SUPPLIED PASSAGE:

Protecting Your Assets: Automobile Liability Insurance May Not Be Enough

“Don’t worry, I have plenty of automobile insurance.” Such a belief is shared by many individuals, including those who have just been injured in a serious automobile accident as a result of the negligence of another, and also by those who have just caused one. In either situation, insurance coverages and the amount of such coverages are of paramount importance. Insurance is a complicated subject and, therefore, it is not surprising that many people do not completely understand what coverages they have, or do not have. Insufficient protection, regardless of who caused the accident, is commonplace.

When an individual consults an attorney due to injuries that were caused by another driver, one thing an attorney does early on is evaluate the amount of insurance available to compensate the injured party. All too often with serious injury cases, there is inadequate insurance and, consequently, the injured party does not receive fair and reasonable compensation. Generally, Wisconsin does not require drivers to have automobile insurance. Even when they do have insurance, however, Wisconsin law allows insurance carriers to sell drivers as little as $25,000 per person and $50,000 per accident of automobile liability coverage. If the party causing your injuries has only $25,000 in insurance limits, but your injury claim is worth $425,000, for example, you may then be forced to try to recover the additional $400,000 from the wrongdoer’s personal non-exempt assets. A lot of people do not have any or many non-exempt assets and, as a result, injured parties are often times insufficiently compensated for their injuries.

PROVIDED RECORDS:
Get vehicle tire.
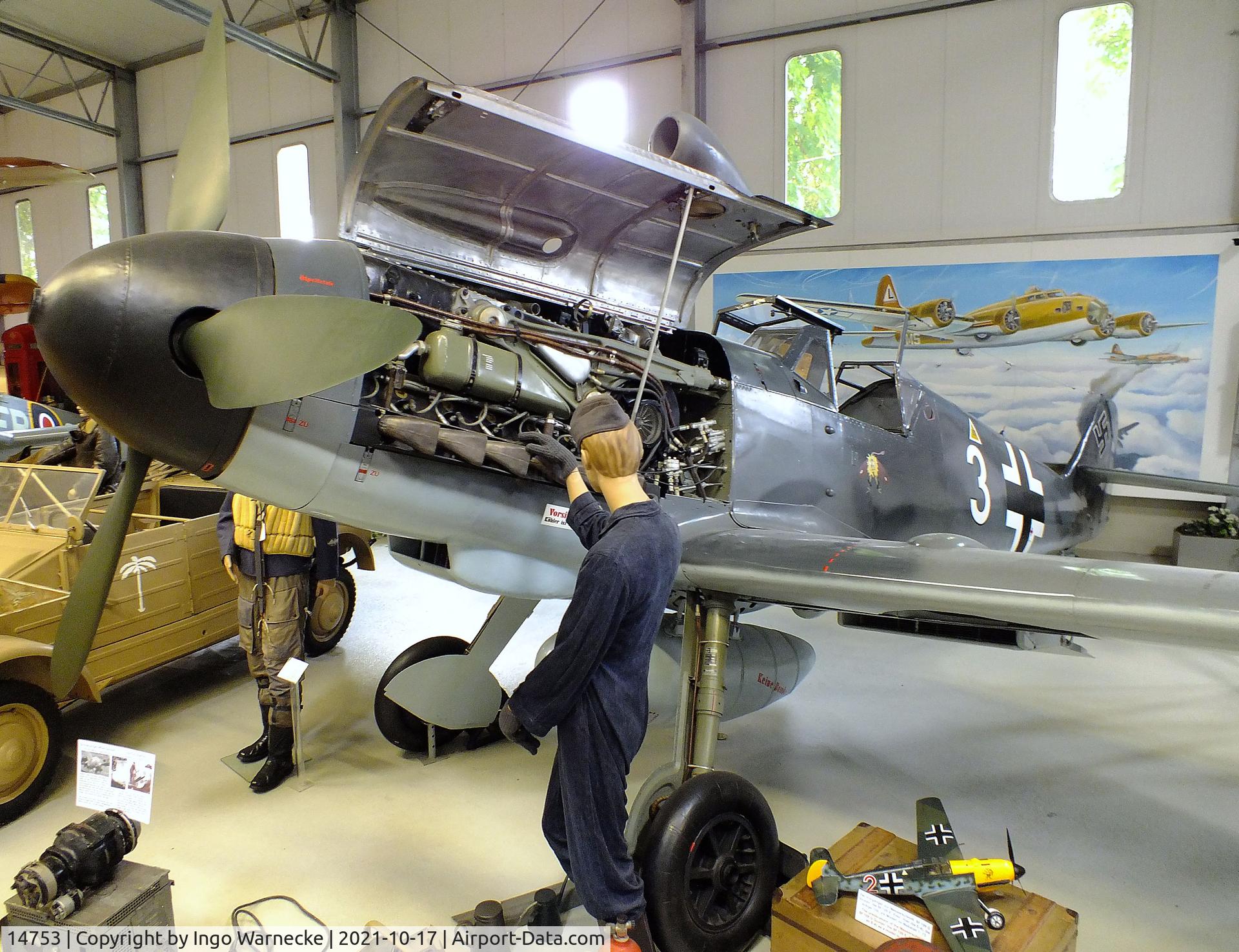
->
[0,681,61,823]
[306,568,357,657]
[374,635,468,754]
[637,771,780,952]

REQUIREMENT 1:
Answer these from the article on automobile liability insurance:
(a) What minimum amounts of liability coverage per person and per accident does Wisconsin law allow carriers to sell?
(b) What does an attorney evaluate early on when an injured person comes in for a consultation?
(c) In the example given, how much would the injured party have to try to recover from the wrongdoer's personal non-exempt assets?
REQUIREMENT 2: Revise the passage of the insurance article between "Protecting Your Assets: Automobile" and "accident, is commonplace.", inclusive, putting "utmost" in place of "paramount".
The rows have no connection to the article on automobile liability insurance.

REPLY 1:
(a) $25,000 per person and $50,000 per accident.
(b) The amount of insurance available to compensate the injured party.
(c) $400,000.

REPLY 2:
Protecting Your Assets: Automobile Liability Insurance May Not Be Enough

“Don’t worry, I have plenty of automobile insurance.” Such a belief is shared by many individuals, including those who have just been injured in a serious automobile accident as a result of the negligence of another, and also by those who have just caused one. In either situation, insurance coverages and the amount of such coverages are of utmost importance. Insurance is a complicated subject and, therefore, it is not surprising that many people do not completely understand what coverages they have, or do not have. Insufficient protection, regardless of who caused the accident, is commonplace.